Transcribe, word for word, the portion of the passage on search trees starting with "Even better, because" and going on through "a binary search.".

### Document section
* START *

Home Practices Page 4 - Trees

# Putting it Together - Practices

Trees are remarkably useful and powerful data structures, with many applications. Mohamed El Dawy explains.

Rating:  / 23
February 01, 2005

SEARCH DEV SHED

TOOLS YOU CAN USE

So, what is good about this weird representation we have? First, given a word to find, it is easy to search for it. How? Just start at the root. See if it is the word you need. If it isn't, decide whether to go left or right. This is easy, because we know all the elements to the left come alphabetically before the element at the root, and all those to the right come alphabetically after the one at the root. So, with a single comparison, we can decide whether to go left or right.

Even better, because the same condition applies recursively, we can repeat the same at each step, till we either find the element we are looking for, or we hit a null pointer, where we know the element does not exist. This is as good as binary search (assuming the tree is balanced), because with every comparison, you reject half the remaining elements (by deciding to go left, you reject all the elements to the right, or vice versa), just as you would in a binary search.

So searching is easy. What about insertion? Insertion is pretty easy too. In fact, it is similar to searching. To insert a new word, we take the same steps we used to search for it (start at the root, decide to go left or right by comparing the word you are trying to insert with the word at the root, and repeat) When we find a null pointer, we insert a new node with the new word at this place.

So, insertion and searching are both easy. This is not something to take lightly.  As we saw earlier, neither linked lists nor arrays could offer the same kind of behavior. By the way, deletion is easy too, as is range searching (listing all words between 2 words). But both are outside the scope of this article.

So, let's try to pull everything together. We start by writing the source code necessary to implement searching and insertion. Let's start with searching, since it is the easier of the two.

class wordMeaningPair
{
String word;
String meaning;
wordMeaningPair left;
wordMeaningPair right;
}

class Dictionary
{
wordMeaningPair dict;

String lookup(String word)
{//given a word, return the meaning of it. Or null if not found
wordMeaningPair srchNode=dict; //start at top
while(srchNode!=null)
{
if(srchNode.word.compareTo(word)==0)
return srchNode.meaning;
if(srchNode.word.compareTo(word)<0)

* END *

### Coordinate annotation entries

* START *

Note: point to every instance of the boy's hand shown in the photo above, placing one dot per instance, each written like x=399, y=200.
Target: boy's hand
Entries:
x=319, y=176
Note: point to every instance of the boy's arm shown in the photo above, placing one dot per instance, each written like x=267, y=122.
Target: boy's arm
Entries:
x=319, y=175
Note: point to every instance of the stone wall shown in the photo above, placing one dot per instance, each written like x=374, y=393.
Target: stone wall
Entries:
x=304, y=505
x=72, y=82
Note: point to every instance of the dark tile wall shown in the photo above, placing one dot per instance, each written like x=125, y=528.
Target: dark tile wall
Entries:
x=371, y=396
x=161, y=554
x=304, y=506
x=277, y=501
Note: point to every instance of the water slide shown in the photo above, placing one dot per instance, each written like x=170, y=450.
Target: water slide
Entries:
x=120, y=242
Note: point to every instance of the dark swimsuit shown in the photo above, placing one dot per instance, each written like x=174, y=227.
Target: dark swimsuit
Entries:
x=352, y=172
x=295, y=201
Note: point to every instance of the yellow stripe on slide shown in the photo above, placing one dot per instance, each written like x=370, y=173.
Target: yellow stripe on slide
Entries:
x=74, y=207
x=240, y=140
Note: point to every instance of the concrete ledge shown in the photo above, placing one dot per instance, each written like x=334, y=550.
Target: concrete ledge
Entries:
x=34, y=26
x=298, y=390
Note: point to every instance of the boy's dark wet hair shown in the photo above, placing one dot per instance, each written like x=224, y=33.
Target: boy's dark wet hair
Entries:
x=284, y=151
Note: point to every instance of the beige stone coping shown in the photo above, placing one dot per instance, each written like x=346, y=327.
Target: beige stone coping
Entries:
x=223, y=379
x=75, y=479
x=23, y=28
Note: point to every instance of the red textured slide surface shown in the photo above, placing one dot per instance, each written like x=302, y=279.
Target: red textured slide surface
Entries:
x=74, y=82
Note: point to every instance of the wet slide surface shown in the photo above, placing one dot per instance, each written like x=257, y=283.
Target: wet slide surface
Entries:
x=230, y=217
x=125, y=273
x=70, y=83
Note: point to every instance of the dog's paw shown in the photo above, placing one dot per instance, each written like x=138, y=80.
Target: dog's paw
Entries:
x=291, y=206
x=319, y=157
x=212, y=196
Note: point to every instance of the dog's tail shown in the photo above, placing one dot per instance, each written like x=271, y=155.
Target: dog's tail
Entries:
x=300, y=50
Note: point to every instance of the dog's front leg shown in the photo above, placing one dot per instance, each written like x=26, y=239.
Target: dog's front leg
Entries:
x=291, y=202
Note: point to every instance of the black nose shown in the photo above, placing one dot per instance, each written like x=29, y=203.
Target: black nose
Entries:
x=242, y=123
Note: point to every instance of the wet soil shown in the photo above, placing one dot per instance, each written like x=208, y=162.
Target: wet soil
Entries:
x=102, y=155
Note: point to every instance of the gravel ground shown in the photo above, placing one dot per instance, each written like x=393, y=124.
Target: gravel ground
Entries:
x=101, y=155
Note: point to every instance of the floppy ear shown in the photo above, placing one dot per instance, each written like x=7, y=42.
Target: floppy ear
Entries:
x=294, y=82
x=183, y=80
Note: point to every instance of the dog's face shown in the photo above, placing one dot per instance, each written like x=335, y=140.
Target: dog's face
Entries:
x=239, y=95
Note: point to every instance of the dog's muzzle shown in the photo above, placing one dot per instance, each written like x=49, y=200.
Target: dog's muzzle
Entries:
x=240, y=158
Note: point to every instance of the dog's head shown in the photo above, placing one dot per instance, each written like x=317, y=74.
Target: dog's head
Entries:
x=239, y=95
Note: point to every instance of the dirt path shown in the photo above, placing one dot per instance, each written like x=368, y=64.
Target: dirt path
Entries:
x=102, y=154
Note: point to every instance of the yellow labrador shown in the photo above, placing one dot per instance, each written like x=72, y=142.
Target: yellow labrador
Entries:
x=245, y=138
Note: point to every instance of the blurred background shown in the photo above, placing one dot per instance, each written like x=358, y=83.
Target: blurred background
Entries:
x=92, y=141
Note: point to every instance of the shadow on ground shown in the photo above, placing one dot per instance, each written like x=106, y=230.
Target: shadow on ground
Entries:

* END *

### Solution
Even better, because the same condition applies recursively, we can repeat the same at each step, till we either find the element we are looking for, or we hit a null pointer, where we know the element does not exist. This is as good as binary search (assuming the tree is balanced), because with every comparison, you reject half the remaining elements (by deciding to go left, you reject all the elements to the right, or vice versa), just as you would in a binary search.